Written instruction =
Recast the lines of the entries below, from the line containing "target = grass patch" through the line containing "[0,326,1000,712]", as a numbered list with one line per item and any blank lines dropped.

Data for this exercise =
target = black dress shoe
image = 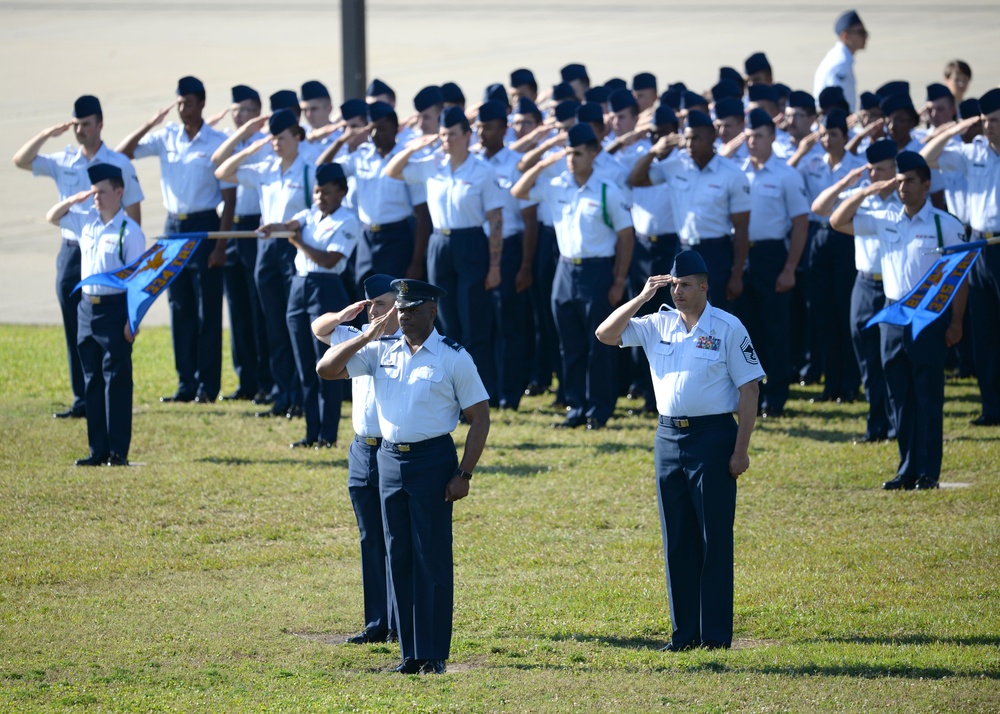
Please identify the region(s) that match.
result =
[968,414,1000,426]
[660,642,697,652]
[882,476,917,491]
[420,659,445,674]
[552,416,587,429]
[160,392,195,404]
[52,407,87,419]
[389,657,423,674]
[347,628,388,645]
==
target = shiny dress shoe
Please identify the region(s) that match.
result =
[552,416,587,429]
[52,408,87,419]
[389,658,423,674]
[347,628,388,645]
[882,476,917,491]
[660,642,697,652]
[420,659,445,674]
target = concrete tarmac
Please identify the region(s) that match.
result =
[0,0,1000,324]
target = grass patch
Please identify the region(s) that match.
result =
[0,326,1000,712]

Complete answer =
1. target = grass patch
2. Please identify the region(s) that match.
3. result =
4. [0,326,1000,712]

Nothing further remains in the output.